STATED GOAL:
Please print the records from the beginning through the line with "x=54, y=188", that line included, and omit the pictures.

Entries from a pointing dataset
►

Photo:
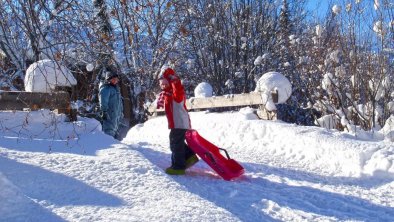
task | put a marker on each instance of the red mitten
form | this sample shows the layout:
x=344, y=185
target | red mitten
x=160, y=100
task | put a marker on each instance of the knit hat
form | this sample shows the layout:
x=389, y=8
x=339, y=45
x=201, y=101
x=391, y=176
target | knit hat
x=110, y=75
x=166, y=73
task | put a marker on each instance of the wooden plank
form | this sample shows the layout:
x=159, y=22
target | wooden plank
x=246, y=99
x=17, y=100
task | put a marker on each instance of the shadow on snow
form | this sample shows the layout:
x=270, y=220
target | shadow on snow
x=247, y=197
x=54, y=188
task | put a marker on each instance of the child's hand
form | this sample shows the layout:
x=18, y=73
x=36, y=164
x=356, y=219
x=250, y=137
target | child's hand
x=160, y=100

◄

SOLUTION TO THIS TASK:
Photo:
task | put a marker on each instance of the red mitten
form | this sample shows the layout:
x=344, y=185
target | red mitten
x=160, y=100
task | put a marker on each instance of the knit hat
form | this sample shows the layout:
x=389, y=8
x=339, y=45
x=201, y=101
x=391, y=176
target | knit hat
x=110, y=75
x=166, y=73
task | put a marker on each instance of the wooden plank
form | this sample shows the layout:
x=159, y=22
target | wooden plank
x=246, y=99
x=17, y=100
task | put a marker on each instance of the shadow on snow
form | this sample shows the layout:
x=270, y=220
target | shadow on snow
x=247, y=197
x=54, y=188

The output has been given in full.